Excerpt:
#####
This is the mail archive of the
gdb@sourceware.org
mailing list for the GDB project.
Re: Multi-threaded dwarf parsing
- From: Simon Marchi <simon dot marchi at polymtl dot ca>
- To: Tom Tromey <tom at tromey dot com>
- Cc: Pedro Alves <palves at redhat dot com>, gdb at sourceware dot org
- Date: Wed, 24 Feb 2016 11:43:03 -0500
- Subject: Re: Multi-threaded dwarf parsing
- Authentication-results: sourceware.org; auth=none
- References: <2c38d5c574de28faa9fc94fe4ed17d45 at simark dot ca> <56CD8EC0 dot 3010304 at redhat dot com> <87lh6a6s8s dot fsf at tromey dot com>
On 2016-02-24 10:30, Tom Tromey wrote:
It's been a while since I thought about that branch.
I think it helps some scenarios, but maybe not as many as you'd like.
In fact, I think it doesn't help the two of the three most typical ways
I debug Firefox. (I realize this may not apply directly to your idea
of
reading each CU independently; this is just the state of that branch.)
1. Run Firefox, then attach.
Here it is pretty normal for the attach to interrupt Firefox
somewhere in libxul.so -- the largest library (so much larger that
it
is the only one that causes a noticeable pause at gdb startup).
But, it seems to me that stopping somewhere in libxul.so should
probably cause its debuginfo to be read.
2. Start gdb, set a breakpoint, then run Firefox.
Here debuginfo for every library must be read in order to set the
breakpoint correctly.
The third scenario, which would be helped, is:
3. Start gdb, run Firefox, and try to reproduce a crash. In this
situation gdb could read the debuginfo in the background and
everything would work nicely.
That said, I think my branch might have helped a tiny bit with scenario
#1, because it prioritized the largest files when reading debuginfo.
So, libxul.so would generally be read a bit earlier than it is now.
Reading each CU independently seems like a good idea to me. I think it
will stumble into various problems inside gdb, but I'd guess they are
all surmountable with enough work.
Indeed, we probably had different, but not incompatible ideas of
"threaded".
Just to make sure I understand correctly: instead of blocking on the
psymtabs
creation at startup (in elf_symfile_read), you offload that to worker
threads
and carry on. If you happen to need the information and it's not ready
yet,
then the main code will have to block until the corresponding task is
complete
(dwarf2_require_psymtabs). However, in each worker thread, each objfile
is
still processed sequentially. So if you are waiting for libxul.so's
debug info
to be ready (such as in #1), it won't be ready any faster. Is that
right?
My view of the parallelism was that when reading an objfile's debug
info, the
main thread would offload chunks of work (a chunk == a CU) to the worker
threads, but wait for all of them to be done before continuing. So it
would
still be blocking on the psymtab creation, but it would block for a
shorter
time (divided by the number of threads/cores, in an ideal world). It's
just
replacing a serial algorithm by a parallel one, but it would be mostly
transparent to the rest of gdb.
#####
Data shown:
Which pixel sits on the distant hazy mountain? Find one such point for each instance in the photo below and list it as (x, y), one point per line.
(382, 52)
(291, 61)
#####
Short exercise:
Please continue the mailing-list reply about multi-threaded DWARF parsing in GDB, picking up right after its last sentence.

Task output:
I hadn't thought of reading the info in the background, but I like the
fact
that it can get the user to a prompt faster. And I think these two
forms of
parallelism are not mutually exclusive, we could very well read CUs in
parallel,
in the background.
I think this could help with scenario #1. The ideal situation here
would be to read just the CU (or CUs?) covering the stop address; then
lazily read more as needed for types and such.
I suppose it could also help #2 if enough parallelism is there to be
had, though I'm a bit skeptical.
I think that reading CUs in parallel would help pretty much any use case
where
you are waiting for psymtabs to be created, it could reduce that wait
time.
So, in a word, are there any gotchas or good reasons not do take this
path?
Pedro> The obvious gotchas are of course all the globals, and coming up
with
Pedro> fine enough locking granularity that threads actually do run in
parallel.
I think the gotcha situation got worse since I wrote my patch.
Now the DWARF reader can call into the type-printing system, which it
didn't before. It wasn't clear to me that this was safe. ISTR there
was some other change along these lines -- the DWARF reader calling out
to some gdb module that it previously did not -- but I can't remember
what it was any more.
The DWARF reader also has many more modes (debug_types, dwz, dwo/dwp)
than it did back then. So, this will require some careful auditing.
Yes, I'm sure the reality is way more complicated than the image I have
in my head at the moment :).
FWIW my threading patches were written during my time at Red Hat and so
you can use any part of that series without needing any paperwork from
me.
Great, thanks!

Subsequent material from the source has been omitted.